Write out each entry again. Keep every word exactly as it is.

┄┄┄┄┄┄┄┄┄┄┄┄┄┄┄┄┄┄┄┄

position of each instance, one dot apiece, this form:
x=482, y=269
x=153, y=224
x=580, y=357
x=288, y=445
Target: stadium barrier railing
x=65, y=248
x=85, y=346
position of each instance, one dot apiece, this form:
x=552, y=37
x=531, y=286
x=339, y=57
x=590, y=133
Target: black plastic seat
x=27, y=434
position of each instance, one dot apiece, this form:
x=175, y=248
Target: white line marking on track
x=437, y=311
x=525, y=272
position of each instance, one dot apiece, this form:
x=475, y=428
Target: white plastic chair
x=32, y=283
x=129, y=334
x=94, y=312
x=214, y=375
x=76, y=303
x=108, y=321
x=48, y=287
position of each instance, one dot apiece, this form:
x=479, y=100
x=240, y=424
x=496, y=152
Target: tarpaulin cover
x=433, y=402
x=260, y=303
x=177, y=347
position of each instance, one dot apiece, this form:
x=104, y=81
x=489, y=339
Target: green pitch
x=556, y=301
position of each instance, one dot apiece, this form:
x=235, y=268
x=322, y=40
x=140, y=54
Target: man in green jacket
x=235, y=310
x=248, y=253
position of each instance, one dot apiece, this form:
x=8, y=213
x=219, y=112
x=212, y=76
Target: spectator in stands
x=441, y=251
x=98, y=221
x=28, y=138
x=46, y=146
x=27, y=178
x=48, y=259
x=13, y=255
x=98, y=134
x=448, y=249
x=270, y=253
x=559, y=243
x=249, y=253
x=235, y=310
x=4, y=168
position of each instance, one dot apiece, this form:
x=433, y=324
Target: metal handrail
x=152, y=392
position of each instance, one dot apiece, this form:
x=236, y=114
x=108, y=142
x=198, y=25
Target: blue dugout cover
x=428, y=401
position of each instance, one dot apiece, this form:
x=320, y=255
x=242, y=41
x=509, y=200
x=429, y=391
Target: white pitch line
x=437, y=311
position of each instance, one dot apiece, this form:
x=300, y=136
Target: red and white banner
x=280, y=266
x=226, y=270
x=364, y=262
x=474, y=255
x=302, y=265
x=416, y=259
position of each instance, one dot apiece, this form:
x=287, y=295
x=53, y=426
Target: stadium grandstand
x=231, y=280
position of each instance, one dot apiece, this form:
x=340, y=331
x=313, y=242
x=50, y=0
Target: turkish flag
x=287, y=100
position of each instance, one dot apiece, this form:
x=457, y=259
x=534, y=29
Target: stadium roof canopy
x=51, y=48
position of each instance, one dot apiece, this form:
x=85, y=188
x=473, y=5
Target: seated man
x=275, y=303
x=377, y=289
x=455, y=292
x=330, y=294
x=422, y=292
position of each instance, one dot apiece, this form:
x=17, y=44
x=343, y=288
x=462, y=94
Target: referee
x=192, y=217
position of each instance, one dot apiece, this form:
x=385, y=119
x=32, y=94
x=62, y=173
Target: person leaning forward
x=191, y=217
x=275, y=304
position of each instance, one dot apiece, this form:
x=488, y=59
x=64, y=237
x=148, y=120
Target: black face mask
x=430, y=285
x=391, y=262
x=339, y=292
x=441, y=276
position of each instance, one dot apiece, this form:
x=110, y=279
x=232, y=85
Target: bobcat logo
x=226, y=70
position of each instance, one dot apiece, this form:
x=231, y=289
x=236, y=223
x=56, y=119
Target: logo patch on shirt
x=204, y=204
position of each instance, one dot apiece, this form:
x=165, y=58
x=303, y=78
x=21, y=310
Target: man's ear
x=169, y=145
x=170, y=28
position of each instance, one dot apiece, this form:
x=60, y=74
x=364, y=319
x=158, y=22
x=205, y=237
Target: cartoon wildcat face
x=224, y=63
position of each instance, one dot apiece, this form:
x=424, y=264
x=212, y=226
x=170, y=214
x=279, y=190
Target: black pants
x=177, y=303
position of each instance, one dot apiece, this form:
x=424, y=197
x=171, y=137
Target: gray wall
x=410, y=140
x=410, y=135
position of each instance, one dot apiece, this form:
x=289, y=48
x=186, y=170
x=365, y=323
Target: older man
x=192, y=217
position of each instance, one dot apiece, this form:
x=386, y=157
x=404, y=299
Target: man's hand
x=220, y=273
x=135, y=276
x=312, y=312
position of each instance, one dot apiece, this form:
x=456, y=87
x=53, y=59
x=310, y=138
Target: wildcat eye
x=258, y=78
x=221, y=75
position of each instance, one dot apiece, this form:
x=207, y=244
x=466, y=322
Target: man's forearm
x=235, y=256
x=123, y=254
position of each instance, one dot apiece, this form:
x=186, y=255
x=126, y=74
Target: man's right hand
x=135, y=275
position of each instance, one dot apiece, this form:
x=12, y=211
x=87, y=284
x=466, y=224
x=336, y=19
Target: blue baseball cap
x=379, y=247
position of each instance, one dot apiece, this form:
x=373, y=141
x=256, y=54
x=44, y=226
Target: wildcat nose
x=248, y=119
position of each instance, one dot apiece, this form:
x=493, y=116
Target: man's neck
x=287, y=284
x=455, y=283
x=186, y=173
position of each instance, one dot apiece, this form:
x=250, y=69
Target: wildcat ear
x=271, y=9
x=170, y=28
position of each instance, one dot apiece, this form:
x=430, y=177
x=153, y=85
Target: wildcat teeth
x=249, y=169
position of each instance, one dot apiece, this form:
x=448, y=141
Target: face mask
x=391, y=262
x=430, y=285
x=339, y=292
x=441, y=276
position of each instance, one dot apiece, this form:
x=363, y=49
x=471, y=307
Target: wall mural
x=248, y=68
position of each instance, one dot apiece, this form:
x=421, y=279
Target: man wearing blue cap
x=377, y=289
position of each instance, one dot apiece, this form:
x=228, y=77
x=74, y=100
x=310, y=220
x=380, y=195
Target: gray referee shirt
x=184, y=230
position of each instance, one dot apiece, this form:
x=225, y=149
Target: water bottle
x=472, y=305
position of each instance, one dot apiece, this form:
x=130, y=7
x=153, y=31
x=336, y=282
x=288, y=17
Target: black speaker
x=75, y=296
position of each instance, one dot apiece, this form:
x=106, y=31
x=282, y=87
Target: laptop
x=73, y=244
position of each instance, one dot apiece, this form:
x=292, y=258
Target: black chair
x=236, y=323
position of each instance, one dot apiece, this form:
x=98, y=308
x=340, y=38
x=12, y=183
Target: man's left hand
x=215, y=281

┄┄┄┄┄┄┄┄┄┄┄┄┄┄┄┄┄┄┄┄

**Response**
position of each instance, one dot apiece, this form:
x=482, y=269
x=153, y=224
x=580, y=357
x=288, y=445
Target: stadium barrier railing
x=65, y=248
x=85, y=346
position of each instance, one dot apiece, this form:
x=552, y=37
x=531, y=286
x=339, y=57
x=590, y=133
Target: black plastic seat
x=27, y=434
position of each instance, one dot apiece, this form:
x=175, y=248
Target: white line marking on track
x=437, y=311
x=525, y=272
position of each instance, one dot apiece, this form:
x=475, y=428
Target: white plastic chair
x=32, y=283
x=129, y=334
x=94, y=312
x=214, y=375
x=76, y=303
x=108, y=321
x=48, y=287
position of each instance, one dot apiece, this form:
x=479, y=100
x=240, y=424
x=496, y=152
Target: tarpaulin cover
x=433, y=402
x=260, y=303
x=177, y=347
position of each instance, one dot apiece, this form:
x=104, y=81
x=489, y=339
Target: green pitch
x=556, y=301
position of each instance, one dot apiece, this form:
x=235, y=268
x=322, y=40
x=140, y=54
Target: man in green jacket
x=235, y=310
x=248, y=253
position of each instance, one dot apiece, this form:
x=8, y=213
x=219, y=112
x=212, y=76
Target: spectator in stands
x=441, y=251
x=98, y=221
x=28, y=138
x=46, y=146
x=27, y=178
x=48, y=259
x=13, y=255
x=98, y=134
x=448, y=249
x=270, y=253
x=559, y=243
x=249, y=253
x=235, y=310
x=4, y=168
position of each instance, one dot apiece, this form:
x=433, y=324
Target: metal handrail
x=152, y=392
position of each instance, one dot apiece, this form:
x=236, y=114
x=108, y=142
x=198, y=25
Target: blue dugout cover
x=428, y=401
position of each instance, one dot apiece, this form:
x=320, y=255
x=242, y=41
x=509, y=200
x=429, y=391
Target: white pitch line
x=437, y=311
position of each instance, one dot apiece, this form:
x=300, y=136
Target: red and white banner
x=280, y=266
x=226, y=270
x=364, y=262
x=474, y=255
x=302, y=265
x=416, y=259
position of each instance, one dot apiece, this form:
x=287, y=295
x=53, y=426
Target: stadium grandstand
x=231, y=280
position of each instance, one dot apiece, this form:
x=340, y=331
x=313, y=242
x=50, y=0
Target: turkish flag
x=287, y=100
position of each instance, one dot apiece, this form:
x=457, y=259
x=534, y=29
Target: stadium roof canopy
x=51, y=48
position of each instance, one dot apiece, this form:
x=85, y=188
x=473, y=5
Target: seated man
x=275, y=303
x=377, y=289
x=455, y=292
x=330, y=294
x=422, y=292
position of each instance, one dot apiece, this form:
x=17, y=44
x=343, y=288
x=462, y=94
Target: referee
x=192, y=217
position of each instance, one dot apiece, this form:
x=385, y=119
x=32, y=94
x=62, y=173
Target: person leaning forward
x=191, y=217
x=275, y=304
position of each instance, one dot apiece, this form:
x=488, y=59
x=64, y=237
x=148, y=120
Target: black face mask
x=430, y=285
x=391, y=262
x=339, y=292
x=441, y=276
position of each instance, one dot apiece, this form:
x=110, y=279
x=232, y=85
Target: bobcat logo
x=226, y=70
position of each instance, one dot apiece, this form:
x=231, y=289
x=236, y=223
x=56, y=119
Target: logo patch on shirt
x=204, y=204
position of each instance, one dot apiece, this form:
x=165, y=58
x=303, y=78
x=21, y=310
Target: man's ear
x=169, y=145
x=170, y=28
position of each instance, one dot apiece, this form:
x=60, y=74
x=364, y=319
x=158, y=22
x=205, y=237
Target: cartoon wildcat face
x=224, y=63
position of each instance, one dot apiece, this form:
x=424, y=264
x=212, y=226
x=170, y=214
x=279, y=190
Target: black pants
x=177, y=303
position of each instance, one dot apiece, this form:
x=424, y=197
x=171, y=137
Target: gray wall
x=410, y=140
x=410, y=135
position of each instance, one dot apiece, this form:
x=289, y=48
x=186, y=170
x=365, y=323
Target: older man
x=192, y=217
position of each instance, one dot apiece, this form:
x=386, y=157
x=404, y=299
Target: man's hand
x=220, y=273
x=135, y=276
x=312, y=312
position of each instance, one dot apiece, this form:
x=456, y=87
x=53, y=59
x=310, y=138
Target: wildcat eye
x=258, y=78
x=221, y=75
position of each instance, one dot apiece, this form:
x=207, y=244
x=466, y=322
Target: man's forearm
x=235, y=256
x=123, y=254
position of each instance, one dot apiece, this form:
x=186, y=255
x=126, y=74
Target: man's right hand
x=135, y=275
position of each instance, one dot apiece, this form:
x=12, y=211
x=87, y=284
x=466, y=224
x=336, y=19
Target: blue baseball cap
x=379, y=247
position of each instance, one dot apiece, this form:
x=373, y=141
x=256, y=54
x=44, y=226
Target: wildcat nose
x=248, y=119
position of each instance, one dot apiece, this form:
x=493, y=116
Target: man's neck
x=287, y=284
x=455, y=283
x=186, y=173
position of each instance, one dot apiece, this form:
x=250, y=69
Target: wildcat ear
x=271, y=9
x=170, y=28
position of each instance, one dot apiece, this form:
x=430, y=177
x=153, y=85
Target: wildcat teeth
x=249, y=169
position of each instance, one dot apiece, this form:
x=448, y=141
Target: face mask
x=391, y=262
x=430, y=285
x=339, y=292
x=441, y=276
position of each instance, one dot apiece, this form:
x=363, y=49
x=471, y=307
Target: wall mural
x=248, y=68
position of each instance, one dot apiece, this form:
x=421, y=279
Target: man wearing blue cap
x=377, y=289
position of each instance, one dot apiece, this form:
x=228, y=77
x=74, y=100
x=310, y=220
x=380, y=195
Target: gray referee shirt
x=184, y=230
position of each instance, one dot apiece, this form:
x=225, y=149
Target: water bottle
x=472, y=305
position of each instance, one dot apiece, this form:
x=130, y=7
x=153, y=31
x=336, y=282
x=288, y=17
Target: black speaker
x=75, y=296
position of each instance, one dot apiece, this form:
x=106, y=31
x=282, y=87
Target: laptop
x=73, y=244
position of each instance, one dot apiece, this form:
x=292, y=258
Target: black chair
x=236, y=323
position of each instance, one dot apiece, this form:
x=98, y=308
x=340, y=38
x=12, y=183
Target: man's left hand
x=215, y=281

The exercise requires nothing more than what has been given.